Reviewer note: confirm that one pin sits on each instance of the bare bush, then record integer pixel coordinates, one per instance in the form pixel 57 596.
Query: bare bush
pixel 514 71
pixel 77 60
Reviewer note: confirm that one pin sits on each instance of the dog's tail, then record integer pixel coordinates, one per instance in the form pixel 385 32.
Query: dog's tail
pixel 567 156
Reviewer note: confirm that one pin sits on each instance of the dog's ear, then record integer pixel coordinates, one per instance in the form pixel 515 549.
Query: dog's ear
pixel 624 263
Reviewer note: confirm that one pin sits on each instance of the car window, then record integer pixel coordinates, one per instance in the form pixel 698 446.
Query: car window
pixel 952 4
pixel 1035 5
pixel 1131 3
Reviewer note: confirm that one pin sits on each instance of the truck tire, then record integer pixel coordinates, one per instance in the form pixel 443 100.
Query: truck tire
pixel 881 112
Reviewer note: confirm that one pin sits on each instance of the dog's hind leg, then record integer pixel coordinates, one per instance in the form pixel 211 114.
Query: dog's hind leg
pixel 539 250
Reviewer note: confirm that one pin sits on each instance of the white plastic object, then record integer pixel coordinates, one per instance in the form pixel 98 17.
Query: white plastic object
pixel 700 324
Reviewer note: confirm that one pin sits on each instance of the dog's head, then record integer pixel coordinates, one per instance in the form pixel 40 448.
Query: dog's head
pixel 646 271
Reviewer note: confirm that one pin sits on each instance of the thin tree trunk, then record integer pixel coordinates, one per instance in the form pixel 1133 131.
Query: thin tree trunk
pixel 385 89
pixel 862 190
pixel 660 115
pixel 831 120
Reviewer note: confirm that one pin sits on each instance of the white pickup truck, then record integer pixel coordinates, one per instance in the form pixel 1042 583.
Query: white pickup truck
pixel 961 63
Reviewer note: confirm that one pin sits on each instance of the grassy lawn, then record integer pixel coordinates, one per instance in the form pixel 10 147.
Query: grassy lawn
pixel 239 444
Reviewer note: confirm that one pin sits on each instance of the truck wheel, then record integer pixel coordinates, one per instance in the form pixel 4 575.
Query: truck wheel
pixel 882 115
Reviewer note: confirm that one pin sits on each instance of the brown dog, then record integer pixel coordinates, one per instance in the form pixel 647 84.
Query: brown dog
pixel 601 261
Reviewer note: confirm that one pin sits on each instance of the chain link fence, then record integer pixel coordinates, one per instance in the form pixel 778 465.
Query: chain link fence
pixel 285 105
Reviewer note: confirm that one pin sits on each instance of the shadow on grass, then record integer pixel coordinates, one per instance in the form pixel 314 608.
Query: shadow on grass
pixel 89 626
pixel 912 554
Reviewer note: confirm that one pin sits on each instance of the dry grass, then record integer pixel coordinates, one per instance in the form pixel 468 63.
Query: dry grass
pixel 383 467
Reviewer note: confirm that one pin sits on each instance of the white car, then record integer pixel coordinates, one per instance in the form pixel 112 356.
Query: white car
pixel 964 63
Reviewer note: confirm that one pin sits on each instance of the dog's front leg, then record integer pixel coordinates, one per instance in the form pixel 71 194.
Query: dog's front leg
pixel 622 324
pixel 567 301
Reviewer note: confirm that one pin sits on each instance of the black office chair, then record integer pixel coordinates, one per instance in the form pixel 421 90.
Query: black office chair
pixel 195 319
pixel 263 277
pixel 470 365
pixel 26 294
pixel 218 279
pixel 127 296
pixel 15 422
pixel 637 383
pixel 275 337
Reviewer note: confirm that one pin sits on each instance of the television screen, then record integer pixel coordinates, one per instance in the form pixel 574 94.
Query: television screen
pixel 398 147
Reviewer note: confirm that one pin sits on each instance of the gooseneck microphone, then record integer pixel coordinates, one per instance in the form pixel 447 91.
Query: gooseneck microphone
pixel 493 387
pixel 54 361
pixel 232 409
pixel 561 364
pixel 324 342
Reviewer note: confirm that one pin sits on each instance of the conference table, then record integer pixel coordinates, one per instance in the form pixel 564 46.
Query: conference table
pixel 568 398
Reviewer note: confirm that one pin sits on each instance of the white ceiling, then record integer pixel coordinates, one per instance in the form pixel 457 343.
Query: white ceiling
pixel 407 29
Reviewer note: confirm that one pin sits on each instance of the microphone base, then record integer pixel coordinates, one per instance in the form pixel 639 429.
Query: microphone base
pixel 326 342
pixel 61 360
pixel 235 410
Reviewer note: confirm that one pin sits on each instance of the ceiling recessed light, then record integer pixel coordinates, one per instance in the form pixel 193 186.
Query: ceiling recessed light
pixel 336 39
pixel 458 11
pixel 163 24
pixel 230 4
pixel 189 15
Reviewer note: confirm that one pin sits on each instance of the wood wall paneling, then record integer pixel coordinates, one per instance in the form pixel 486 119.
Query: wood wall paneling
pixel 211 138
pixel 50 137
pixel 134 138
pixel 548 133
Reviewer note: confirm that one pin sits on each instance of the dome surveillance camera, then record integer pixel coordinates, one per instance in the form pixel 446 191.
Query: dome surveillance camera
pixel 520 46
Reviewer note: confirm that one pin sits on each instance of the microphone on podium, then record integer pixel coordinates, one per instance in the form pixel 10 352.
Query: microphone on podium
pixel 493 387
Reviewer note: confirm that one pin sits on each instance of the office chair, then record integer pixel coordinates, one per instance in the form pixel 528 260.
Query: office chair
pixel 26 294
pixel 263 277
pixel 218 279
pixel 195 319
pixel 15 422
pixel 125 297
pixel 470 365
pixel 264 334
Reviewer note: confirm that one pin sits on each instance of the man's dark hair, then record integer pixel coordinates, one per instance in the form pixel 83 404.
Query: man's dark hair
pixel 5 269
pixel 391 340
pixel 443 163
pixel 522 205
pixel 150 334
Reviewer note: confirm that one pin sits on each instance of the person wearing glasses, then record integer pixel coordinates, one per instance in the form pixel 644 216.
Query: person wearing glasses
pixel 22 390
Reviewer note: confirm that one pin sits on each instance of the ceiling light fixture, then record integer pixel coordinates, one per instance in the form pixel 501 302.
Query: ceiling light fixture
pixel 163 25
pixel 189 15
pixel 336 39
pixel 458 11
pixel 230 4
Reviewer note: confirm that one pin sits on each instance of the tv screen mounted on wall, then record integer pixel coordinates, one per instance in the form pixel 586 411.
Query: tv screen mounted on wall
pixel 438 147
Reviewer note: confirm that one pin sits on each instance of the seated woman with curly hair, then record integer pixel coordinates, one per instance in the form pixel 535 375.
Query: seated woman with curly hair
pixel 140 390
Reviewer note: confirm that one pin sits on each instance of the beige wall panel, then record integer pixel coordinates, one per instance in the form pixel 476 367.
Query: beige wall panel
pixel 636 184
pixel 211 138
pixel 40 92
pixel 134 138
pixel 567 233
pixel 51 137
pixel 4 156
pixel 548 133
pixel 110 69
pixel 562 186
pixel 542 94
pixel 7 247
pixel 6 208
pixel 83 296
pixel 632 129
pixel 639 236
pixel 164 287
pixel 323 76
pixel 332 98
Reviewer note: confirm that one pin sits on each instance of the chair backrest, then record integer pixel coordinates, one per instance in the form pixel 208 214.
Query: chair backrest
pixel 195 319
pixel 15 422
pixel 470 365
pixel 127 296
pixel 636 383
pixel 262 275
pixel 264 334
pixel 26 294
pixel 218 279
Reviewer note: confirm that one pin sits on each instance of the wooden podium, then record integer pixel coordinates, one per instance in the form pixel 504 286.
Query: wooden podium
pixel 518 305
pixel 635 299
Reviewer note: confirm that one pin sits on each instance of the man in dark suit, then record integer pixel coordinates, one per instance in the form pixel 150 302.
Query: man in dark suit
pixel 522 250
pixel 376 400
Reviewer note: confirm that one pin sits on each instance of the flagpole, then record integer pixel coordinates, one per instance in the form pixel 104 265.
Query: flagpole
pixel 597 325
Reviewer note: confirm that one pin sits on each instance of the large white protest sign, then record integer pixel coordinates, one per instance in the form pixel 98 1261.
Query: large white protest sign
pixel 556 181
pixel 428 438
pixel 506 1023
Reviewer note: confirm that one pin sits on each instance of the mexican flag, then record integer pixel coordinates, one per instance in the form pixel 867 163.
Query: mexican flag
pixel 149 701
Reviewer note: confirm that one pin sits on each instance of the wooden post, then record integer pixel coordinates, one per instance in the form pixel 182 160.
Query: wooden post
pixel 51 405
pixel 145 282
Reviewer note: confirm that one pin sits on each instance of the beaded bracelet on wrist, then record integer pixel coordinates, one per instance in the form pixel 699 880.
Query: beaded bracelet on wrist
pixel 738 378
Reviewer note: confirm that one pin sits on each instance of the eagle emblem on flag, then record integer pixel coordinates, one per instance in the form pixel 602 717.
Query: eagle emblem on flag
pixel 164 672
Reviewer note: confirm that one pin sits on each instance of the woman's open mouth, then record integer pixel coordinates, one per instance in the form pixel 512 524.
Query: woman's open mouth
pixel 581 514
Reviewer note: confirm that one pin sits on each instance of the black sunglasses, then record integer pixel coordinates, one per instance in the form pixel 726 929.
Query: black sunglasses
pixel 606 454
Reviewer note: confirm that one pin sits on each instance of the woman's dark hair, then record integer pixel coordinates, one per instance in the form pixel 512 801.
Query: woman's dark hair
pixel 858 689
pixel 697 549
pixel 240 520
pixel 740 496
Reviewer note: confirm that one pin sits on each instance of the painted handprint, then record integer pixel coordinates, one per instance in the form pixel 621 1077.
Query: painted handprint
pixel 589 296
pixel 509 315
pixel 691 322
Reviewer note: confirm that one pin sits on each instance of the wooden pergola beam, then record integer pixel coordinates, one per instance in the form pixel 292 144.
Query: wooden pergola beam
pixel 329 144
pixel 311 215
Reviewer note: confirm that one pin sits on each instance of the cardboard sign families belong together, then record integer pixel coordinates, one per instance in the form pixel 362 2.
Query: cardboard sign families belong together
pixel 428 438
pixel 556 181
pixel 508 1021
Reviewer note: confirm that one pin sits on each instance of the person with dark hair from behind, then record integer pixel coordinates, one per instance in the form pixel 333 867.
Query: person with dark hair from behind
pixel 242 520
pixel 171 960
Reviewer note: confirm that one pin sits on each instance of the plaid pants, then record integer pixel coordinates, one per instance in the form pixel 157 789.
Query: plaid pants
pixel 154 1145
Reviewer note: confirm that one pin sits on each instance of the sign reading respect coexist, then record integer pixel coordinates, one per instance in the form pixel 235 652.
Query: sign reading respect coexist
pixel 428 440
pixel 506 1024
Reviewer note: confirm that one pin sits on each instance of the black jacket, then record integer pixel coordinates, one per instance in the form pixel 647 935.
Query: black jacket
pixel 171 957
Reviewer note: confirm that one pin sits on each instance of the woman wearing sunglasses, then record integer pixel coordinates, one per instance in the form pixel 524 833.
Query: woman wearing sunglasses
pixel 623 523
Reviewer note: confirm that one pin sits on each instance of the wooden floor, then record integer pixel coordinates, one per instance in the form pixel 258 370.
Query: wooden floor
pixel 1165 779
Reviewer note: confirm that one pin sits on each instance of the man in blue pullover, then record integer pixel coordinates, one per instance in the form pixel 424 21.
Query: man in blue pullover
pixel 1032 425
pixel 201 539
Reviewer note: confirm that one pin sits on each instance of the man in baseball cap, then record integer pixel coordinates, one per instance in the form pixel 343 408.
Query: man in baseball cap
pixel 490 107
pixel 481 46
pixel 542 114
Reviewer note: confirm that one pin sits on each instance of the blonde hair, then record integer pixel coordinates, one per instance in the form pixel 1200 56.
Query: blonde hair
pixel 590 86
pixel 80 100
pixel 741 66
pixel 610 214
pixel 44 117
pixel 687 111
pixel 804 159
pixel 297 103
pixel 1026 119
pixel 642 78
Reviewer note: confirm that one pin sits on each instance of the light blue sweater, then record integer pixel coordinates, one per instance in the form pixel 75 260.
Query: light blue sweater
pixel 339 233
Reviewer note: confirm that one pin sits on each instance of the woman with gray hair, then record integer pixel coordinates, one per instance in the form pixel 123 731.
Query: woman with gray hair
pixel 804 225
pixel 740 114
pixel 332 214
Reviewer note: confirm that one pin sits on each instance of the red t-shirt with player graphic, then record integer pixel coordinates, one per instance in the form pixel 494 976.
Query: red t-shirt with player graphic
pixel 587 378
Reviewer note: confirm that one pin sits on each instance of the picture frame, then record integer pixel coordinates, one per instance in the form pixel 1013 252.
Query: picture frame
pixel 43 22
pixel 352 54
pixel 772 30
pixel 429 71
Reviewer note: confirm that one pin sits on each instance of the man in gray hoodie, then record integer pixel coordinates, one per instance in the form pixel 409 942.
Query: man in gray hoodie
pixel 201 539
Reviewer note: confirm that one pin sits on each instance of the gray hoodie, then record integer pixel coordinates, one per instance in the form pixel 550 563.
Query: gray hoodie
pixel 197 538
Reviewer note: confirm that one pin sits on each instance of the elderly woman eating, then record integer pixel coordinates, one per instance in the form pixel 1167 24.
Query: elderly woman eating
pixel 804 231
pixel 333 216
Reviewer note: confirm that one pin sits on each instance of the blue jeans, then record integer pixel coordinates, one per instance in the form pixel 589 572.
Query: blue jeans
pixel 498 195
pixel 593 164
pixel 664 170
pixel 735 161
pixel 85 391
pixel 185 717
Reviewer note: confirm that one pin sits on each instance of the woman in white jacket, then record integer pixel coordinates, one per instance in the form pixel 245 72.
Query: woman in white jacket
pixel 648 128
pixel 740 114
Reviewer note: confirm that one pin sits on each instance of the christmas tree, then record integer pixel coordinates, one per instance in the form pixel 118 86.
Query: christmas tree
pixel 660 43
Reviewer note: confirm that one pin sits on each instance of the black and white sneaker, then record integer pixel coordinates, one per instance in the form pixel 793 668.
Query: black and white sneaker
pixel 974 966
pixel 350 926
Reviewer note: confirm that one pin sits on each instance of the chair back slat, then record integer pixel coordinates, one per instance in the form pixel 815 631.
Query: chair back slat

------

The request — Rescale the material, starting at the line that has "pixel 1042 583." and stopping after the line that has "pixel 285 105", and give every line in that span again. On each line that holds only a pixel position, multiply both coordinates by 2.55 and round to whole numbers, with halves going up, and copy all other lines unchanged.

Expected answer —
Reviewer note: confirm that one pin sits on each instance of the white pickup truck, then record integer pixel coordinates, one per instance in the form pixel 1042 583.
Query: white pickup truck
pixel 2451 161
Reviewer note: confirm that one pin sits on each instance of the grassy lawn, then record integer pixel coordinates, one per instance in the form pixel 10 147.
Query: grassy lawn
pixel 609 1132
Reviewer note: confirm that one pin sits on each instance of the truck wheel, then record integer pixel coordinates, one per instance in the form pixel 4 575.
Query: truck wheel
pixel 2249 293
Reviewer note: confirm that one pin sits on each instance of the brown dog, then record integer pixel coordinates, one per instance in the form pixel 647 84.
Query: brown dog
pixel 1533 666
Reviewer note: confirm that one pin sits on each instance of the chain link fence, then record integer pixel coordinates, one per instance in the form pixel 778 465.
Query: chain link fence
pixel 727 268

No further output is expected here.